Dataset records -
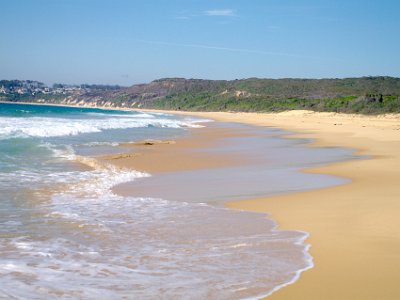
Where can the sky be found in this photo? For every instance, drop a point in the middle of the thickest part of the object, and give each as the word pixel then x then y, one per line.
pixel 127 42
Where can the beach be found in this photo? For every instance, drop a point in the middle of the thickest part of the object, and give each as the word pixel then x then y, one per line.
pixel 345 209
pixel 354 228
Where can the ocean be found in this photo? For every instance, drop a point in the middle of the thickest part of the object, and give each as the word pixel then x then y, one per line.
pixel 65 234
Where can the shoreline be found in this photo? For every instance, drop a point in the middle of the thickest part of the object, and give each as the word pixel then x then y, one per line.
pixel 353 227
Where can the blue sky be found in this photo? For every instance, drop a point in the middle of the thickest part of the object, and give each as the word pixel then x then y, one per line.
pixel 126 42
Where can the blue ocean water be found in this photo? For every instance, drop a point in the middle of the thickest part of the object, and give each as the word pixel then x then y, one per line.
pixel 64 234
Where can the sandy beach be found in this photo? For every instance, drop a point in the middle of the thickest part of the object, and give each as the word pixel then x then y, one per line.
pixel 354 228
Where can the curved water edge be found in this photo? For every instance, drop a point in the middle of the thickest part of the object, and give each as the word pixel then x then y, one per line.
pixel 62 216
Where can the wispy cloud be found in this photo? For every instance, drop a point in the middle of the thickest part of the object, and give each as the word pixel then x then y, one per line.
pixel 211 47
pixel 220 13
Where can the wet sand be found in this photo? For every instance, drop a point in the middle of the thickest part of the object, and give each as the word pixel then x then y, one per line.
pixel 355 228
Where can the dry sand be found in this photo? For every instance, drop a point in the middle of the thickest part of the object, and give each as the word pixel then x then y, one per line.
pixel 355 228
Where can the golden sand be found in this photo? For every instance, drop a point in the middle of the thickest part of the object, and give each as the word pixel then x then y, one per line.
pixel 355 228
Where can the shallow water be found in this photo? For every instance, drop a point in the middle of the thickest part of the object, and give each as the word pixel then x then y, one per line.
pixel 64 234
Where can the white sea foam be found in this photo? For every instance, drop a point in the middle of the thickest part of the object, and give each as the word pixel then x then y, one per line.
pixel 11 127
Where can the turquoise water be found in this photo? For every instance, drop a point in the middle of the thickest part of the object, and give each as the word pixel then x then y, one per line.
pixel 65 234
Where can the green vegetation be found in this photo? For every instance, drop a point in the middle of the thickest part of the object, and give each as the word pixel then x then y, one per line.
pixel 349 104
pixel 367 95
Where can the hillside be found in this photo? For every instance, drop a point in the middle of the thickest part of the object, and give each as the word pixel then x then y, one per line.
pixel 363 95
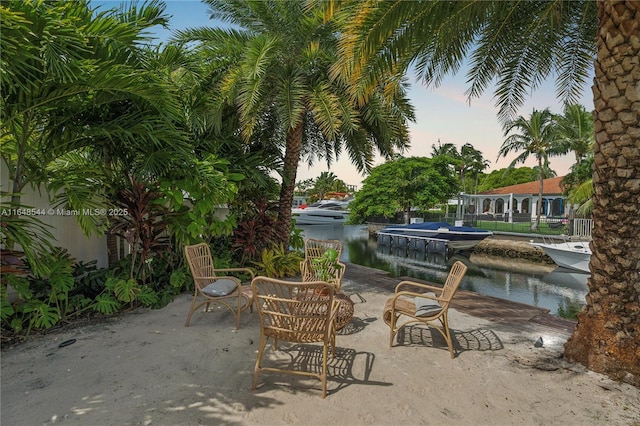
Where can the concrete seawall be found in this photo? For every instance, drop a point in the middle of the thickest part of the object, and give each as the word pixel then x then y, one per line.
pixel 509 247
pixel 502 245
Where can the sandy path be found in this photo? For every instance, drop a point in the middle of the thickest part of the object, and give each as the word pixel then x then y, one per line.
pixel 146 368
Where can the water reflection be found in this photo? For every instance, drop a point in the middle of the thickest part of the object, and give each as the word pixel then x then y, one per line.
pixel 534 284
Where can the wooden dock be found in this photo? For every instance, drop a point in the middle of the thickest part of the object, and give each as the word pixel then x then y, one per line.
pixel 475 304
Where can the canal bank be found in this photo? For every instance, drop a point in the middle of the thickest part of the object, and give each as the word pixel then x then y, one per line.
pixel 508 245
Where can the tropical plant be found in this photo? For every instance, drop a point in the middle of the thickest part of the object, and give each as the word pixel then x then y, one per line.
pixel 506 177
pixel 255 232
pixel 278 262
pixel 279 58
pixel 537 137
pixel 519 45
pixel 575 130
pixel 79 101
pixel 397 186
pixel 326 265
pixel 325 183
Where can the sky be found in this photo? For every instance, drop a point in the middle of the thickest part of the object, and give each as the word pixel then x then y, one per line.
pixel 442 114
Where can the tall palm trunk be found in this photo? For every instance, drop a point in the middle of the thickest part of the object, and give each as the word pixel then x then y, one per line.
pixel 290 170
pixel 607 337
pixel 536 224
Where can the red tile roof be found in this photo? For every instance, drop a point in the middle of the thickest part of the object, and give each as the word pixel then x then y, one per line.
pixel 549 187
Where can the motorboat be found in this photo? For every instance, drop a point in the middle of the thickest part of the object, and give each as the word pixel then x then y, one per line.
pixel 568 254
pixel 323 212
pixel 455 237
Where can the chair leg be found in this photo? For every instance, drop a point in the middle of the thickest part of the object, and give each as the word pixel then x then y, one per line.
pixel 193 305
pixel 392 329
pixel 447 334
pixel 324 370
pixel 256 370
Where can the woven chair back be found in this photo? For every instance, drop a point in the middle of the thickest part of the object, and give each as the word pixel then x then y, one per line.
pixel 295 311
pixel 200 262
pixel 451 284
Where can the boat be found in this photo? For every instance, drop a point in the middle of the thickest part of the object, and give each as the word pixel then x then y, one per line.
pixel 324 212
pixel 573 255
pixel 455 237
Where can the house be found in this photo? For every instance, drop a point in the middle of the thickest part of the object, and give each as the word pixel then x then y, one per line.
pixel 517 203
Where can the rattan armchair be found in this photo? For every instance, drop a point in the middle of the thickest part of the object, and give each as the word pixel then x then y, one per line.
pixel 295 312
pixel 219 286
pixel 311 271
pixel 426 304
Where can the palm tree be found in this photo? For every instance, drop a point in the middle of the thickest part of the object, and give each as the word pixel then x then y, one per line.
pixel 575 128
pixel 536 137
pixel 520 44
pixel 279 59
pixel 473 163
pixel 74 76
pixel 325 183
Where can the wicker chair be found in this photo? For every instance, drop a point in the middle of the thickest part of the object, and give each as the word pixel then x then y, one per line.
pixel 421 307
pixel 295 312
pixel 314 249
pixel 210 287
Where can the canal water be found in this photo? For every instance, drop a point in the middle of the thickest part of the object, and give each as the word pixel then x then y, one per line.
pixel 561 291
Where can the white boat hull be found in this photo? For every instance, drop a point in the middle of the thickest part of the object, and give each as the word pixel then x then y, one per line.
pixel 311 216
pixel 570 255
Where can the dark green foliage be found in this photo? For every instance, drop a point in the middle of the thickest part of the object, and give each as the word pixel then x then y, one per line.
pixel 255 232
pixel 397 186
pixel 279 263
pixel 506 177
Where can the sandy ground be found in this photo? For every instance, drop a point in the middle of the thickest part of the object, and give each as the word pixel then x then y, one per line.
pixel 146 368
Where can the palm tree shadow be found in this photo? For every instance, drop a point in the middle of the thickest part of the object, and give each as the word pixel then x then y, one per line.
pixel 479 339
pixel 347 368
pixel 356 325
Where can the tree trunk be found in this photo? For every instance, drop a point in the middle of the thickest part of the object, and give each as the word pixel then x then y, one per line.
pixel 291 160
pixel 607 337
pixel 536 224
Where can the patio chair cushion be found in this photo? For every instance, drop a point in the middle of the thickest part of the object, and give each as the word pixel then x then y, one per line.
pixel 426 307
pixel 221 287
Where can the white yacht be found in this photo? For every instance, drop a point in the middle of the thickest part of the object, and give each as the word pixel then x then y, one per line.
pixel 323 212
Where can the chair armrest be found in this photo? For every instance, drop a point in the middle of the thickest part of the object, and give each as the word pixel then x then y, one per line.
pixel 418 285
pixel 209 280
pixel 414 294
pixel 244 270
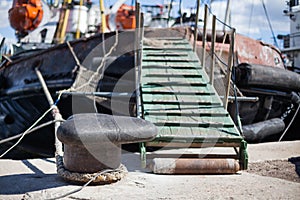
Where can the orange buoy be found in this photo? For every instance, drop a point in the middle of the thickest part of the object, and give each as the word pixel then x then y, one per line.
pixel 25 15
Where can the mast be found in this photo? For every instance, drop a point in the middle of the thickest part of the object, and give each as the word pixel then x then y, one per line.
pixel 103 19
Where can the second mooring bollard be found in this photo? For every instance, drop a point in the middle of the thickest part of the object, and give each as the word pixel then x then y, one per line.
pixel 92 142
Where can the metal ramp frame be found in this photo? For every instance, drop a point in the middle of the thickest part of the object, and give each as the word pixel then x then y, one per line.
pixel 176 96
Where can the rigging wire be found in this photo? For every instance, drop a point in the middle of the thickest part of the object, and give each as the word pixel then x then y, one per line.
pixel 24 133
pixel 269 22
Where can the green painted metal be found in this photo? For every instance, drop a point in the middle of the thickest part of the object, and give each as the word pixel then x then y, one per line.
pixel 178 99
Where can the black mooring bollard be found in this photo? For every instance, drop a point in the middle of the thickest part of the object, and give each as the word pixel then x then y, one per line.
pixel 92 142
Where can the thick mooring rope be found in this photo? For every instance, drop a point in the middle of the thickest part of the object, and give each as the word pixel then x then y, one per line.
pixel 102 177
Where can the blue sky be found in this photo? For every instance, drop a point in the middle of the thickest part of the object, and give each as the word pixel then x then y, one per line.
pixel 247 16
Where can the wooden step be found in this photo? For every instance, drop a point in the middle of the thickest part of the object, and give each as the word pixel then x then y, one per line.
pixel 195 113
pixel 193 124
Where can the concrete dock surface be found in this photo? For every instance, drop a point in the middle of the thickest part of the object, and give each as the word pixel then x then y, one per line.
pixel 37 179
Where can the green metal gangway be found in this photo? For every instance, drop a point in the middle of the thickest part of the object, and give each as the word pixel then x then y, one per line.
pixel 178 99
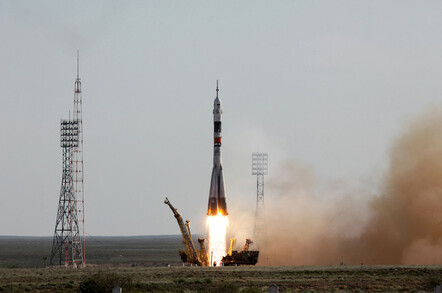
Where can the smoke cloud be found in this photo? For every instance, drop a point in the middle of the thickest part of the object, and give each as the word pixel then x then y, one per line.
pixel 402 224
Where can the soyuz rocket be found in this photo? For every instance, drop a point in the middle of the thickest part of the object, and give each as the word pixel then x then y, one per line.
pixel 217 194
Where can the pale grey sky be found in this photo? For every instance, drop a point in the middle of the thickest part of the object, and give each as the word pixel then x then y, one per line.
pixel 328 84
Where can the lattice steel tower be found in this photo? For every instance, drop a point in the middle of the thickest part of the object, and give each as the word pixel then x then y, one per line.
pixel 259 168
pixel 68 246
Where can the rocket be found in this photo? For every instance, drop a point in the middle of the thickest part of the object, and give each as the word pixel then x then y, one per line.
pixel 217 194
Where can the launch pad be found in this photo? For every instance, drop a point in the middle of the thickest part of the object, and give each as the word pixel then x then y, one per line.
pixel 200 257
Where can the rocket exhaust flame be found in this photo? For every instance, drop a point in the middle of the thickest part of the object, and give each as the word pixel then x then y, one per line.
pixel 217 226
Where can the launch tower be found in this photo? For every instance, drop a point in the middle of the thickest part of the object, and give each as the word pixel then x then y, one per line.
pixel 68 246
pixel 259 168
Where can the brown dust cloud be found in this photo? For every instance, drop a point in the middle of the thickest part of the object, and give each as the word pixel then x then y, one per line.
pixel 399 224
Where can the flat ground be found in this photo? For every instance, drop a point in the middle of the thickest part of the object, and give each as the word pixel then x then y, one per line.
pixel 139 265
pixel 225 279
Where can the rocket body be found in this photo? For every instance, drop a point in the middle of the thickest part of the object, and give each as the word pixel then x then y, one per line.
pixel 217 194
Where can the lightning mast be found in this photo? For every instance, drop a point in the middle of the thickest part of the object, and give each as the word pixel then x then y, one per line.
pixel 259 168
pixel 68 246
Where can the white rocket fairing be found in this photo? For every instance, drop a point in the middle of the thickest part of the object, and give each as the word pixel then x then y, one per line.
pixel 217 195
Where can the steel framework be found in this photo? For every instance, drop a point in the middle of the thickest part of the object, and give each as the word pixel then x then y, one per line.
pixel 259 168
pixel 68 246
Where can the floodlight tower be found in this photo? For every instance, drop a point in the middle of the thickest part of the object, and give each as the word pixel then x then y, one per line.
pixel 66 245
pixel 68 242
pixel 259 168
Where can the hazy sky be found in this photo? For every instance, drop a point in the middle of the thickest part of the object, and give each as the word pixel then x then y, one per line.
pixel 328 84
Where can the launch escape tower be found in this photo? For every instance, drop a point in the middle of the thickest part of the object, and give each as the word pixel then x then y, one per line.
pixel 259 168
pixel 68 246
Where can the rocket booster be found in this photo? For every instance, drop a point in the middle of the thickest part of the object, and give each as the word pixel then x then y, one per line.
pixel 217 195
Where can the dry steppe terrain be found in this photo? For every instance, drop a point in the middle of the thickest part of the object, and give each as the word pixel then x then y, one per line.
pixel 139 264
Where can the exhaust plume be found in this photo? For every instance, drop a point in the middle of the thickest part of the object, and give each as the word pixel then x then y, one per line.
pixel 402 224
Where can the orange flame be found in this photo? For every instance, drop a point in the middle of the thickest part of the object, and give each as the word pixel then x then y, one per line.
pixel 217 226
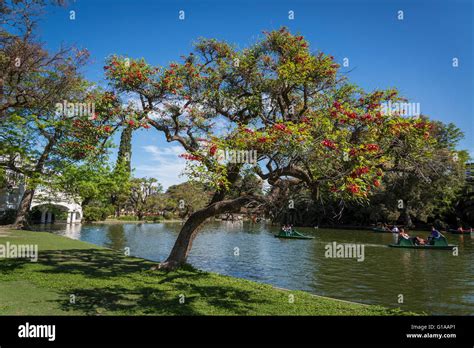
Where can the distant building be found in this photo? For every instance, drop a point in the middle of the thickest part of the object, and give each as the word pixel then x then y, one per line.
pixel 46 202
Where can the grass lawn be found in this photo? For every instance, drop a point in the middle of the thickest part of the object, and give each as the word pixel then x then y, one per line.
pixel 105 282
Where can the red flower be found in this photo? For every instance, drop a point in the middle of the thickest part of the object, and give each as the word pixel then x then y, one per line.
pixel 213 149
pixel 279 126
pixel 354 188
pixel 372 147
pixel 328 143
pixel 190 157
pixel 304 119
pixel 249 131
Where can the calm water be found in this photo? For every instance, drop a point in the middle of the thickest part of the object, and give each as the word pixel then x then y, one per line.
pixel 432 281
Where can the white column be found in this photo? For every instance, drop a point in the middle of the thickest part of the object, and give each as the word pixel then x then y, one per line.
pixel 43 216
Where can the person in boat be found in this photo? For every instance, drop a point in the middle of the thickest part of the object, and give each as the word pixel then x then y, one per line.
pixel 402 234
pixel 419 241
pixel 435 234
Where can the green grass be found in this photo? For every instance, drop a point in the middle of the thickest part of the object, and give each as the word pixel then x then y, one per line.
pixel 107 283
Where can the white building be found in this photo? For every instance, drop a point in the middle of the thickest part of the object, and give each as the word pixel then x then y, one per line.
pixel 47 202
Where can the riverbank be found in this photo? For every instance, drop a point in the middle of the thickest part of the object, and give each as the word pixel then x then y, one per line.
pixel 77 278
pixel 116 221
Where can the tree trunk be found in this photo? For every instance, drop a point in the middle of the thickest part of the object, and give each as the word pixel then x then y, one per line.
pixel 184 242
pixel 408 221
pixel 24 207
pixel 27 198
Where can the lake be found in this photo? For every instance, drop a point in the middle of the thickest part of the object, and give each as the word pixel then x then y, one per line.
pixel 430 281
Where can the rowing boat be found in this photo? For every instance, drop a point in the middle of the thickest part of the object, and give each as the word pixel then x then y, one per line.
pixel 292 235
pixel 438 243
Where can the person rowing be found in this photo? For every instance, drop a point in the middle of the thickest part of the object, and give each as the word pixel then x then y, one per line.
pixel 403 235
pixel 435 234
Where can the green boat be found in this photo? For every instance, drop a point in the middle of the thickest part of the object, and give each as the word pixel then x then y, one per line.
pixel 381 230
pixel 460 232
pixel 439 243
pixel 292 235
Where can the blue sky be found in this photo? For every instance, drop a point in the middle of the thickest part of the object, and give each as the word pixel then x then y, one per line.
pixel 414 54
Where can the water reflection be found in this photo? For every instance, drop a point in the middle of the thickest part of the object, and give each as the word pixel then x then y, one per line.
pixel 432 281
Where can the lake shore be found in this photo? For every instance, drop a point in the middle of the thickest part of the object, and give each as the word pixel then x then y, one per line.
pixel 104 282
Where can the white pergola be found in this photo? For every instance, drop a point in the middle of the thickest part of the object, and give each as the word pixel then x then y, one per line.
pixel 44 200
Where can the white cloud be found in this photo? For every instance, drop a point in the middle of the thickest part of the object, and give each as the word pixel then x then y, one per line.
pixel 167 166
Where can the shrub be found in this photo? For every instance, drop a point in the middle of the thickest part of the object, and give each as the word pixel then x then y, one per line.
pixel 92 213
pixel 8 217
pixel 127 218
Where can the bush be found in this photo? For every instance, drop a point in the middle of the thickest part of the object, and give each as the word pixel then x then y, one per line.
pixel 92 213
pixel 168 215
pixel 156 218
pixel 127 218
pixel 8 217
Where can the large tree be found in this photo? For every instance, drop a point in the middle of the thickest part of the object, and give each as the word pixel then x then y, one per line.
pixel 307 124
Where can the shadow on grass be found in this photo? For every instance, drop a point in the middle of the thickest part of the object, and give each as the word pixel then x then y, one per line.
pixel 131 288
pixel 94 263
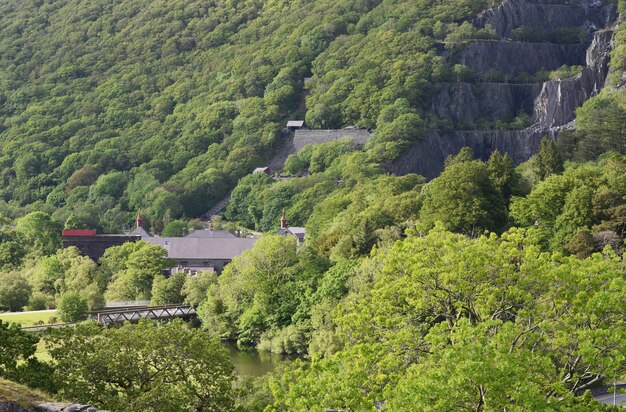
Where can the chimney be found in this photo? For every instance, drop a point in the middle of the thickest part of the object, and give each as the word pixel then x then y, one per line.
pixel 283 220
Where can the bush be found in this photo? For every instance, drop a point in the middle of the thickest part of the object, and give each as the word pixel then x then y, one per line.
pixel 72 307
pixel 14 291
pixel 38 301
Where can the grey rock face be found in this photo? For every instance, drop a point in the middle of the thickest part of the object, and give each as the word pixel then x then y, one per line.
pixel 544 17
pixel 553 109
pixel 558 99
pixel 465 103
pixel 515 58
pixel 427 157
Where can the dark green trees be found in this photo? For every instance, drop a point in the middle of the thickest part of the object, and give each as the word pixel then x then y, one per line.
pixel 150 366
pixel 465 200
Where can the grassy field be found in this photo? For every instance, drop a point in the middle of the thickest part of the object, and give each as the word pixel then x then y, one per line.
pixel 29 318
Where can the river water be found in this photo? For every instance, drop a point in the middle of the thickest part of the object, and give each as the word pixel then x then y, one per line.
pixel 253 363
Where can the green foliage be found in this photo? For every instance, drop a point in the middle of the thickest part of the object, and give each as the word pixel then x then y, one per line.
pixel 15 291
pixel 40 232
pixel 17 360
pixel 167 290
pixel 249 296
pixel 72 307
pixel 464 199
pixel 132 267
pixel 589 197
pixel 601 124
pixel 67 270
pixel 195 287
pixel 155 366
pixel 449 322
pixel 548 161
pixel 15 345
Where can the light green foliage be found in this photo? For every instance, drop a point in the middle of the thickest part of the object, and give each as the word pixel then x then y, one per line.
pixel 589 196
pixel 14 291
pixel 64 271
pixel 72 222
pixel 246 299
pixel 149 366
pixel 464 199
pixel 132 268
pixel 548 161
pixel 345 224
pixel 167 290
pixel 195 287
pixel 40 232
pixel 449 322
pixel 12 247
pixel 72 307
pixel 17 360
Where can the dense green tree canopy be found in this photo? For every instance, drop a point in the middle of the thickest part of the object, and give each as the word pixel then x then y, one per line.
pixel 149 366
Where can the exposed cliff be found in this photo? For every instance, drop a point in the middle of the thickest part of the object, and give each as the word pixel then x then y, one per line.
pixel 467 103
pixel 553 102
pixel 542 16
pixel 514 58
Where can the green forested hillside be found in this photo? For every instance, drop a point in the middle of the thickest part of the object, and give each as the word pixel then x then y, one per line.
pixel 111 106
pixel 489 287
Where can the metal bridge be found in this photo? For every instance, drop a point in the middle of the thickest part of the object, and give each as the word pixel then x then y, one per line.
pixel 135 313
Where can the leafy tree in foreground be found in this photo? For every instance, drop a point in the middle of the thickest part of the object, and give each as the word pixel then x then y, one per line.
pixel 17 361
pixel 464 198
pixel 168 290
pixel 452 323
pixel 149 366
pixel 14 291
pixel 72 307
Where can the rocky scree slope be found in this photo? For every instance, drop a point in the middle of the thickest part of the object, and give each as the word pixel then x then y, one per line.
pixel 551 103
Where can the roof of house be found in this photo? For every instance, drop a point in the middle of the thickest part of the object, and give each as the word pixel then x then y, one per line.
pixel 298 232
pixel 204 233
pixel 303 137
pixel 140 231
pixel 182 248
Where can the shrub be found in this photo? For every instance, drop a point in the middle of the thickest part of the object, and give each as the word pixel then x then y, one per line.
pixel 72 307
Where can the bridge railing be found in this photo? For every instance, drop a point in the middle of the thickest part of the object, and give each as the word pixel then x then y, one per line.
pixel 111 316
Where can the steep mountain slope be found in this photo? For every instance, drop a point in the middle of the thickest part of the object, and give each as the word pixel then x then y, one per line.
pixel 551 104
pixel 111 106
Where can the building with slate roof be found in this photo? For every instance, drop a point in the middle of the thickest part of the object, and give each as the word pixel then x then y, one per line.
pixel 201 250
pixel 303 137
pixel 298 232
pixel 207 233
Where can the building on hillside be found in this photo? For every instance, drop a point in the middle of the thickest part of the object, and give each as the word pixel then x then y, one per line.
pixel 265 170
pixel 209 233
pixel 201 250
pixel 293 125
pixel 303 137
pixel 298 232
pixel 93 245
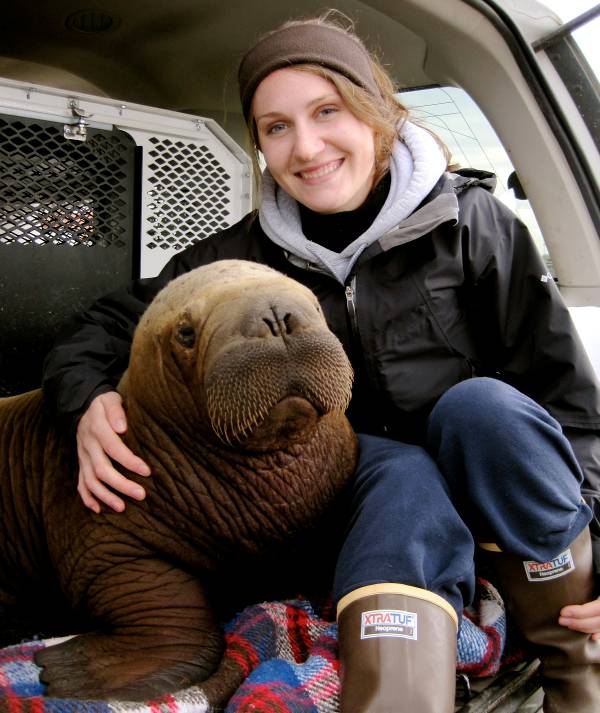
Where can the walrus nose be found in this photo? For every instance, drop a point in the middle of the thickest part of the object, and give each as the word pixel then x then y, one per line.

What is asked - Please copy out everything in the material from the line containing "Where can the wispy" down to the line containing "pixel 11 127", including both of those lines.

Answer to the problem -
Where can the wispy cloud be found in this photo? For every instance, drop a point in the middle of the thickest part of the object, and give each as the word pixel then x then y, one per line.
pixel 211 47
pixel 220 13
Where can the wet sand be found in this photo? For every instance, drop a point in the middle of the thickest part of the object, and give each as the word pixel then x then y, one per line.
pixel 355 228
Where can the dry sand be found in this photo? For every instance, drop a point in the middle of the thickest part of the object, and give each as the word pixel then x then y, one per line.
pixel 355 228
Where can the golden sand be found in this photo? For every instance, drop a point in the middle of the thickest part of the object, and give each as the word pixel then x then y, one per line.
pixel 355 228
Where can the shallow water be found in this photo? For every instance, drop a point in the middle of the thickest part of the object, and give each as the word pixel then x then y, one per line.
pixel 64 234
Where can the white sea foam be found in this photo? For every instance, drop a point in the middle of the thickest part of the object, and give each as the word pixel then x then y, one per line.
pixel 11 127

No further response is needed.